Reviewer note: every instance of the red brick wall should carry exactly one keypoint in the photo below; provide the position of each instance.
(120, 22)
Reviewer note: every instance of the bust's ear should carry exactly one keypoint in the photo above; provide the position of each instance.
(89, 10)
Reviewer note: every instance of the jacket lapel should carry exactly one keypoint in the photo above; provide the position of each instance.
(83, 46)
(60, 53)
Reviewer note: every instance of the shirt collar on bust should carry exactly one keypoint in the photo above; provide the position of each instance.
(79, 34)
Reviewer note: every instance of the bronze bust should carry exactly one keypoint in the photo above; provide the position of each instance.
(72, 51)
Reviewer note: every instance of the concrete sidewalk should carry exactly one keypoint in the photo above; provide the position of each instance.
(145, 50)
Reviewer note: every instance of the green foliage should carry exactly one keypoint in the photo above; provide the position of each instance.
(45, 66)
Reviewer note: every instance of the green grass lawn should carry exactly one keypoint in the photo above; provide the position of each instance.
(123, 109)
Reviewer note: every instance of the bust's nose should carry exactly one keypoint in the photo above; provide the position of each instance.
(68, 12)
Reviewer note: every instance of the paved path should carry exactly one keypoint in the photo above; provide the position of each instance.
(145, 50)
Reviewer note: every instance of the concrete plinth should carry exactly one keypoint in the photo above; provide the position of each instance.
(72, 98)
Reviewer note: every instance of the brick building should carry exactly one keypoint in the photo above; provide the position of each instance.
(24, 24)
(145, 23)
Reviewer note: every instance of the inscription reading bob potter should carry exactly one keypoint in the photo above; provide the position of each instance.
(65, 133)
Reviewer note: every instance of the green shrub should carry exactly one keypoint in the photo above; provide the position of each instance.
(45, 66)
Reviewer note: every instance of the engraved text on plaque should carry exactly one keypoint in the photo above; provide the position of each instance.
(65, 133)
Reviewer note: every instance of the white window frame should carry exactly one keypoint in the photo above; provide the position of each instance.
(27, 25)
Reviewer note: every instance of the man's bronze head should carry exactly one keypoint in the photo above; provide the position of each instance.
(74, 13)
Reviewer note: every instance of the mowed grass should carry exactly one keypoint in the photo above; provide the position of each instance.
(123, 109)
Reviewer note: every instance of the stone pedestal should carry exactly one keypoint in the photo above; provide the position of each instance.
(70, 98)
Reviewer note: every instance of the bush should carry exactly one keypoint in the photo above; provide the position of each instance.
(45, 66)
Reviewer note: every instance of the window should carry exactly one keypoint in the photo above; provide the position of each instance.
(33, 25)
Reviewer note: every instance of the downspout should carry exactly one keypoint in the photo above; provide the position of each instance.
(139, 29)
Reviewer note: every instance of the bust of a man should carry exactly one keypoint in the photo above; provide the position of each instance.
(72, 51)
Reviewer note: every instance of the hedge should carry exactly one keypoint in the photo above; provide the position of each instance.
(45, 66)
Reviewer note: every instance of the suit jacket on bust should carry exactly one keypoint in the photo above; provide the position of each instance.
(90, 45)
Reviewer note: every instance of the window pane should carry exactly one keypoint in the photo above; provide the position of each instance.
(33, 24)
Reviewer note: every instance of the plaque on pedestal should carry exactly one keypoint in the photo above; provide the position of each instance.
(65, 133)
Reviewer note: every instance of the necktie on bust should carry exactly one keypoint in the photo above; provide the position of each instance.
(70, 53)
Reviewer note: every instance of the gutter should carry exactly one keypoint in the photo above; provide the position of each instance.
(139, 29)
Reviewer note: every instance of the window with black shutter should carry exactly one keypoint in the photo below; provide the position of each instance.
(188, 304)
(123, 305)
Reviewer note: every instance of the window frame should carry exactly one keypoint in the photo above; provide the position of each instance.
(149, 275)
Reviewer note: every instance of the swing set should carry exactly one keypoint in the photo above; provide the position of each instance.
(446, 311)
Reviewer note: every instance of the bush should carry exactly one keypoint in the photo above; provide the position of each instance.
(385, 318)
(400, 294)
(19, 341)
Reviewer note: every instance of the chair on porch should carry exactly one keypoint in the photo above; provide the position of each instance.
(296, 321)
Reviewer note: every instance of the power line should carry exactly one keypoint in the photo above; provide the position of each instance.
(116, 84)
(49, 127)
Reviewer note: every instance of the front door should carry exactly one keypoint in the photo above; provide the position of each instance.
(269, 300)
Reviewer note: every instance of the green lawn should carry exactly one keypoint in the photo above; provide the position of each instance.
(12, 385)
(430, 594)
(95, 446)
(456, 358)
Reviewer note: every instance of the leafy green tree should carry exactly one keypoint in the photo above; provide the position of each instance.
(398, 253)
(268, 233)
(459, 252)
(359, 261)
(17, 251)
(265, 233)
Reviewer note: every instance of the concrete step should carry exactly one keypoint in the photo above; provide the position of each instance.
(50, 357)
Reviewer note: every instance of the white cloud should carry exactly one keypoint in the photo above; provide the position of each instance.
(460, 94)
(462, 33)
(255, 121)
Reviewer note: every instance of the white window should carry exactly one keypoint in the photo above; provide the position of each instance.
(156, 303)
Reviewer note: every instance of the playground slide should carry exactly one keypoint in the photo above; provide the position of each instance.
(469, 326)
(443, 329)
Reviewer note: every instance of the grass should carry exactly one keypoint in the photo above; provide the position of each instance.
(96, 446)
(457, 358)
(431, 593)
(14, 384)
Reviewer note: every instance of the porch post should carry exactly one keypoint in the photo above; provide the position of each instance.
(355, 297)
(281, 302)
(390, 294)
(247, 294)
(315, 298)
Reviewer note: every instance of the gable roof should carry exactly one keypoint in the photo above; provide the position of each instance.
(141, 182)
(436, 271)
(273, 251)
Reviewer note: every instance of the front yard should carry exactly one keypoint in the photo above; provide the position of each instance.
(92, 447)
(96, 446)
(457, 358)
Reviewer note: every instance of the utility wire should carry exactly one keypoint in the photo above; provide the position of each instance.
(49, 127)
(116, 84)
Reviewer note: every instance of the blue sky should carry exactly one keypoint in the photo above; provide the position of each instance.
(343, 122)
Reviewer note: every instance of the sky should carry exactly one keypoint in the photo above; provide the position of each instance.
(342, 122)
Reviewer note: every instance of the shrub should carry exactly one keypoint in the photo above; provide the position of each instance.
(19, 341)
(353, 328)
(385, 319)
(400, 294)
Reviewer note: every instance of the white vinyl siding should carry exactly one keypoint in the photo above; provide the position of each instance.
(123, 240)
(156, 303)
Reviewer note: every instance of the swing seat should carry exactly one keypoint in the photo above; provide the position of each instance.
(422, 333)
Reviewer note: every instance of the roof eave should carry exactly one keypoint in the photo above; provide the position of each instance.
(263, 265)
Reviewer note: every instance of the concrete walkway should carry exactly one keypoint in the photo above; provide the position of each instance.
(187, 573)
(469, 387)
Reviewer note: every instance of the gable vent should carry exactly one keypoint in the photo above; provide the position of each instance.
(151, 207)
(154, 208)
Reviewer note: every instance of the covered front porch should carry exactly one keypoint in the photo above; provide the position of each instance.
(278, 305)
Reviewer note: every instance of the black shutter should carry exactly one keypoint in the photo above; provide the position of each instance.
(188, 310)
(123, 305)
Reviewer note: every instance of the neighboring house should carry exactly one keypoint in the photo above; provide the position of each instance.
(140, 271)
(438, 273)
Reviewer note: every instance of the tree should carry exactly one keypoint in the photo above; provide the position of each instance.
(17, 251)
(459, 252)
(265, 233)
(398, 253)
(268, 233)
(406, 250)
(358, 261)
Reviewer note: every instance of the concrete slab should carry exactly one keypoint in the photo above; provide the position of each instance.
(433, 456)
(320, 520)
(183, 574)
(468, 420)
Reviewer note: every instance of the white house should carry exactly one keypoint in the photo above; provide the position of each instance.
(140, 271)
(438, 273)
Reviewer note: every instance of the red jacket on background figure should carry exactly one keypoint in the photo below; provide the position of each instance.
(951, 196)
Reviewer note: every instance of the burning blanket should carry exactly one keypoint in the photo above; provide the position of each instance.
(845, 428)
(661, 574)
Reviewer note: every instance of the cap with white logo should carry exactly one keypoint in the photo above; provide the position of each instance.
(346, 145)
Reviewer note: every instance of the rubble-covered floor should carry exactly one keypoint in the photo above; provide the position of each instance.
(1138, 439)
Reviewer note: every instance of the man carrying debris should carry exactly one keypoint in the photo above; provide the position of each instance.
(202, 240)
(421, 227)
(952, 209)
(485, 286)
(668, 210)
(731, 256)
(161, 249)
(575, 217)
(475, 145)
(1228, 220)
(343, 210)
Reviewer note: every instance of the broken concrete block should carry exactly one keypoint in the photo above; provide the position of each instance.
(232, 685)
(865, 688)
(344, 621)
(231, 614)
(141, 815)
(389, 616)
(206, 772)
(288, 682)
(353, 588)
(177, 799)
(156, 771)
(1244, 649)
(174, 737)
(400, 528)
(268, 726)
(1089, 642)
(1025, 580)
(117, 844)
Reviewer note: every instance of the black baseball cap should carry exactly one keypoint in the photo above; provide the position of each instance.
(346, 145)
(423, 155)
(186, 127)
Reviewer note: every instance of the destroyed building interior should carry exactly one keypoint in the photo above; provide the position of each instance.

:::

GOAL >> Your output consists solely of the lines from the one with "Reviewer note: every instance of the broken" through the last line, copied exactly.

SOLVED EXERCISE >>
Reviewer note: every instance of the broken concrete block should carry exactly one keypoint in the photo above; provide the position of each instance.
(232, 685)
(865, 688)
(344, 621)
(231, 614)
(141, 815)
(389, 616)
(206, 772)
(288, 682)
(353, 588)
(177, 799)
(156, 771)
(1244, 649)
(174, 737)
(400, 528)
(268, 726)
(1089, 642)
(1025, 580)
(117, 844)
Reviewer note: every instance of the black baseball cap should carry exactly one keypoint in the photo above; provide the position of each instance.
(346, 145)
(423, 155)
(186, 127)
Reviewer note: every instance of the destroyed building interior should carry exactly one keypoint in the photo above; provide the position of each instance.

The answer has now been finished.